● EXERCISE INSTRUCTIONS: Convert every line of the records below into a Markdown table with the columns "No." and "Line," numbering the rows in order and skipping blank lines. Omit the pictures.

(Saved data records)
━━━

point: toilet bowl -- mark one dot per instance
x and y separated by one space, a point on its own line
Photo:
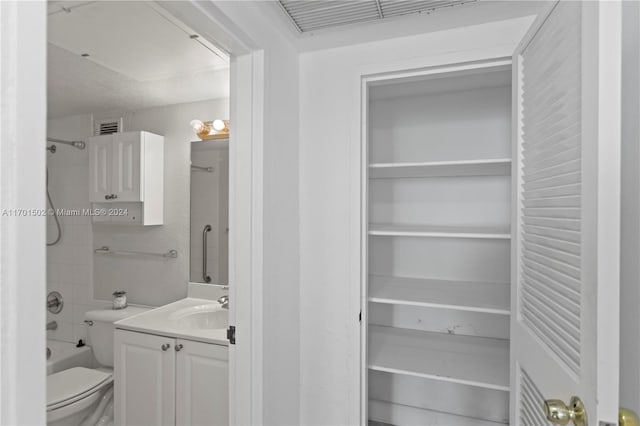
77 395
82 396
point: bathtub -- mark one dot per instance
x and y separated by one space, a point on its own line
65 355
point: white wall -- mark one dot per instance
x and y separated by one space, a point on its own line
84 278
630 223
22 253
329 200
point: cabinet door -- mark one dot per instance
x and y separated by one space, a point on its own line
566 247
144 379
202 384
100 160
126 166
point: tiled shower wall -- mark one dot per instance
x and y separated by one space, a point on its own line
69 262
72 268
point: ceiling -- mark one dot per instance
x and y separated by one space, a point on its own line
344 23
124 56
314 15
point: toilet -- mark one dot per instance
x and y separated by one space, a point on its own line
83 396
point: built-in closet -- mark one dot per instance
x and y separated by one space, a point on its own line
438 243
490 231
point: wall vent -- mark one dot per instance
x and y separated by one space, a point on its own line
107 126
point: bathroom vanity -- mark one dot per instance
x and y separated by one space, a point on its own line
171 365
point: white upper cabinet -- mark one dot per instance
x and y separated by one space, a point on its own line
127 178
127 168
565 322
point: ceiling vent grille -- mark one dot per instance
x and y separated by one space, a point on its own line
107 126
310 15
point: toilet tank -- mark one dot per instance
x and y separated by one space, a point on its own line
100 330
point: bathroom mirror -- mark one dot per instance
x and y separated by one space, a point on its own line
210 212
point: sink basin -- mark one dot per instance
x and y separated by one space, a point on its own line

━━━

● TASK RESULT:
| No. | Line |
|---|---|
| 1 | point: toilet bowl -- mark one dot per instance |
| 2 | x and y separated by one space, a point on its own line |
| 3 | Photo: |
| 4 | 77 395 |
| 5 | 82 396 |
| 6 | point: bathtub -- mark one dot per instance |
| 7 | x and y separated by one space, a point on its own line |
| 8 | 65 355 |
| 9 | point: white wall -- mark one dot per instance |
| 10 | x and y separated by one space, a point on its own line |
| 11 | 84 278 |
| 12 | 630 223 |
| 13 | 22 253 |
| 14 | 329 200 |
| 15 | point: cabinet door -- mark one dot per instance |
| 16 | x and y separated by one space, a point on its own line |
| 17 | 566 247 |
| 18 | 144 379 |
| 19 | 202 384 |
| 20 | 100 160 |
| 21 | 126 166 |
| 22 | point: tiled shower wall -- mark one dot per instance |
| 23 | x and y separated by one space, a point on its own line |
| 24 | 69 262 |
| 25 | 72 268 |
| 26 | point: ceiling -- mark one dot per instance |
| 27 | x and y separated by one space, a point on its own line |
| 28 | 344 23 |
| 29 | 124 56 |
| 30 | 314 15 |
| 31 | point: toilet -- mark one dot per instance |
| 32 | x and y separated by one space, a point on its own line |
| 33 | 83 396 |
| 34 | point: built-in closet -- mark one dot per instance |
| 35 | x and y separated by one space, a point on its own line |
| 36 | 438 243 |
| 37 | 490 231 |
| 38 | point: wall vent -- mark one dot per instance |
| 39 | x and y separated by one space, a point on its own line |
| 40 | 107 126 |
| 41 | point: bathroom vanity -- mark one dot per instance |
| 42 | x and y separated by one space, a point on its own line |
| 43 | 171 365 |
| 44 | point: white upper cabinet -- mark one dot per instance |
| 45 | x and y separated by one space, a point on its own line |
| 46 | 127 178 |
| 47 | 127 168 |
| 48 | 565 322 |
| 49 | point: ceiling vent grille -- mark one dot per instance |
| 50 | x and y separated by one space, a point on its own line |
| 51 | 107 126 |
| 52 | 310 15 |
| 53 | point: toilet tank -- mark one dot per instance |
| 54 | x and y separated by one space, a point on its own line |
| 55 | 100 330 |
| 56 | point: bathroom mirror -- mark one dot per instance |
| 57 | x and y separated by one space, a point on its own line |
| 58 | 210 212 |
| 59 | point: sink basin -- mark one dot per instance |
| 60 | x and y separated by one space, a point on its own line |